Saved entries:
(begin)

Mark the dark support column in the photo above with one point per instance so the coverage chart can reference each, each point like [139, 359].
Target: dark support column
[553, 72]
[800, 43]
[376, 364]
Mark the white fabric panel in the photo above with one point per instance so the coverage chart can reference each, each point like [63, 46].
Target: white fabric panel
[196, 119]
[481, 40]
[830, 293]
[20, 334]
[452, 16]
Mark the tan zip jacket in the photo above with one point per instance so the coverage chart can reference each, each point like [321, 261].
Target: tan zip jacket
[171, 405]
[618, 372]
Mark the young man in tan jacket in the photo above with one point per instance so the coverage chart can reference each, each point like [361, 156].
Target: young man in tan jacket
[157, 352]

(end)
(begin)

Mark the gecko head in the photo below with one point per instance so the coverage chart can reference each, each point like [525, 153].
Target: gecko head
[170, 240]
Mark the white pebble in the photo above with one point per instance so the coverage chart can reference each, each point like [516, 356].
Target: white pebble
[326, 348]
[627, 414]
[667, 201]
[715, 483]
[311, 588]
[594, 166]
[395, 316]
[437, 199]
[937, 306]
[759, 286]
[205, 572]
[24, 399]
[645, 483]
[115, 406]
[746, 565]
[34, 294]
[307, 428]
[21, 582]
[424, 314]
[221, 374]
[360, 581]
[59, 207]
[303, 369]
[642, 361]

(end)

Filter the rows above, keeping only the lines that contain the word "column", matched with case counting. Copy each such line in full.

Expected answer
Mark the dark support column in the photo above with one point per instance so the coverage chart can reference each, each point like [139, 359].
Target: dark support column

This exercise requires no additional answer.